=== Brief ===
Copy the rows below word for word, starting with the line containing "Query: **lens flare**" and ending with the line containing "Mark the region of every instance of the **lens", including both of those lines.

=== Provided entries ===
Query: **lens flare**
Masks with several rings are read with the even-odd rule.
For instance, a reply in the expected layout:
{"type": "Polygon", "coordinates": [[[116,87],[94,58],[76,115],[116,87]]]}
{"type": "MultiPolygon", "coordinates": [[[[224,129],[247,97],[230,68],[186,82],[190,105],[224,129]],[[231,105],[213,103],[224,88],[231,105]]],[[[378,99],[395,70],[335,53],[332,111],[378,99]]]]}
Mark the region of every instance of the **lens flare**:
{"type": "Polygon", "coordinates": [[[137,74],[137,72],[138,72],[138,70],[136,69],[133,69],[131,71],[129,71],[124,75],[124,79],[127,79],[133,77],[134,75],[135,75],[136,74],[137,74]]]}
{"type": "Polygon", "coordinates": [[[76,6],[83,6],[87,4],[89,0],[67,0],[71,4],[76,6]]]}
* * *
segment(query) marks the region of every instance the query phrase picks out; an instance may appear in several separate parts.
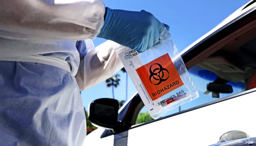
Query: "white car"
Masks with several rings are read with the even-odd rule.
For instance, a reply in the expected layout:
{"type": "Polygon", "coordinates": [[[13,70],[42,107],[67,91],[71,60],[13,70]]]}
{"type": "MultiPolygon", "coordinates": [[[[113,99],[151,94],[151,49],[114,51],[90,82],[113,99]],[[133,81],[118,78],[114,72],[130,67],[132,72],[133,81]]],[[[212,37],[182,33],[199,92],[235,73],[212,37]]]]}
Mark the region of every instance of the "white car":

=== Task answer ===
Query: **lens flare**
Masks with several rings are read with the even-odd rule.
For instance, a reply in the expected layout:
{"type": "Polygon", "coordinates": [[[116,87],[94,58],[76,115],[116,87]]]}
{"type": "MultiPolygon", "coordinates": [[[[224,129],[247,97],[230,68],[186,82],[190,105],[224,129]],[[231,105],[213,103],[224,88],[231,105]]],[[[378,99],[395,70],[335,53],[332,111],[378,99]]]]}
Mark the region of every instance of the **lens flare**:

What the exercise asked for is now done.